** START Materials provided **

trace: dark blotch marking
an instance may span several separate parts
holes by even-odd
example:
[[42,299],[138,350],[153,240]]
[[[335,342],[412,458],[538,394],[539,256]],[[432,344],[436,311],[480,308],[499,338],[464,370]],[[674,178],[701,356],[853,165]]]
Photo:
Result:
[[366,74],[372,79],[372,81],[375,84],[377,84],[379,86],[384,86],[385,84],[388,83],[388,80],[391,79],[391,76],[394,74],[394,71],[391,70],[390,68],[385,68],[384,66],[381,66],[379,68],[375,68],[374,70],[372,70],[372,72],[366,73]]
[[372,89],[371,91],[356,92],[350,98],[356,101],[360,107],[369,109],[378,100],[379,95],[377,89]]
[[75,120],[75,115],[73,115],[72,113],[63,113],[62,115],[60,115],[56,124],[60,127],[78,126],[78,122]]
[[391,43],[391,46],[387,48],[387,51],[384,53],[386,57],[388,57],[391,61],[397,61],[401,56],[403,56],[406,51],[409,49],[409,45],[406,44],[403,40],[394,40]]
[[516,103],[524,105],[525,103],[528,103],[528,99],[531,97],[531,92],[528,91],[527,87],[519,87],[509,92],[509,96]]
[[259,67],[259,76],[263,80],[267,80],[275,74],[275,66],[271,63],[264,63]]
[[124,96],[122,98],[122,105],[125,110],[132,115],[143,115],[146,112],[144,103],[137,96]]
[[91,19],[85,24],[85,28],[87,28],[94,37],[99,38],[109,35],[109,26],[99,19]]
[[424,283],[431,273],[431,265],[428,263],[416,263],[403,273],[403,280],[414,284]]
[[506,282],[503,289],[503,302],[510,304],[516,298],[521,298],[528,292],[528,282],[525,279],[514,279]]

** END Materials provided **

What to do: Give every line of the entries above as a JSON list of strings, one string per line, leaving out blank lines.

Correct output:
[
  "trace: dark blotch marking",
  "an instance may span several separate parts",
  "holes by even-odd",
  "example:",
  "[[42,299],[138,350],[153,240]]",
  "[[[335,342],[412,458],[538,394],[539,256]],[[432,344],[436,311],[480,308],[499,338],[464,370]],[[674,178],[701,356],[853,165]]]",
  "Photo:",
  "Result:",
  "[[366,74],[372,79],[372,81],[375,84],[377,84],[379,86],[384,86],[385,84],[388,83],[388,80],[391,79],[391,76],[394,74],[394,71],[391,70],[390,68],[385,68],[384,66],[381,66],[379,68],[375,68],[374,70],[372,70],[372,72],[366,73]]",
  "[[372,89],[371,91],[356,92],[350,98],[356,101],[360,107],[369,109],[378,100],[379,95],[377,89]]",
  "[[75,120],[75,115],[73,115],[72,113],[63,113],[62,115],[60,115],[56,124],[60,127],[78,126],[78,122]]",
  "[[391,43],[391,46],[387,48],[387,51],[384,53],[386,57],[388,57],[391,61],[397,61],[401,56],[403,56],[406,51],[409,49],[409,45],[406,44],[403,40],[394,40]]",
  "[[516,103],[524,105],[525,103],[528,103],[528,99],[531,97],[531,92],[528,91],[527,87],[519,87],[509,92],[509,96]]",
  "[[259,67],[259,76],[263,80],[267,80],[275,74],[275,66],[271,63],[264,63]]",
  "[[124,96],[122,98],[122,105],[125,110],[132,115],[143,115],[146,112],[144,103],[137,96]]",
  "[[91,19],[85,24],[85,28],[87,28],[94,37],[99,38],[109,35],[109,26],[99,19]]",
  "[[424,283],[431,273],[431,265],[428,263],[416,263],[403,273],[403,280],[414,284]]",
  "[[506,282],[503,289],[503,302],[510,304],[516,298],[521,298],[528,292],[528,282],[525,279],[514,279]]"
]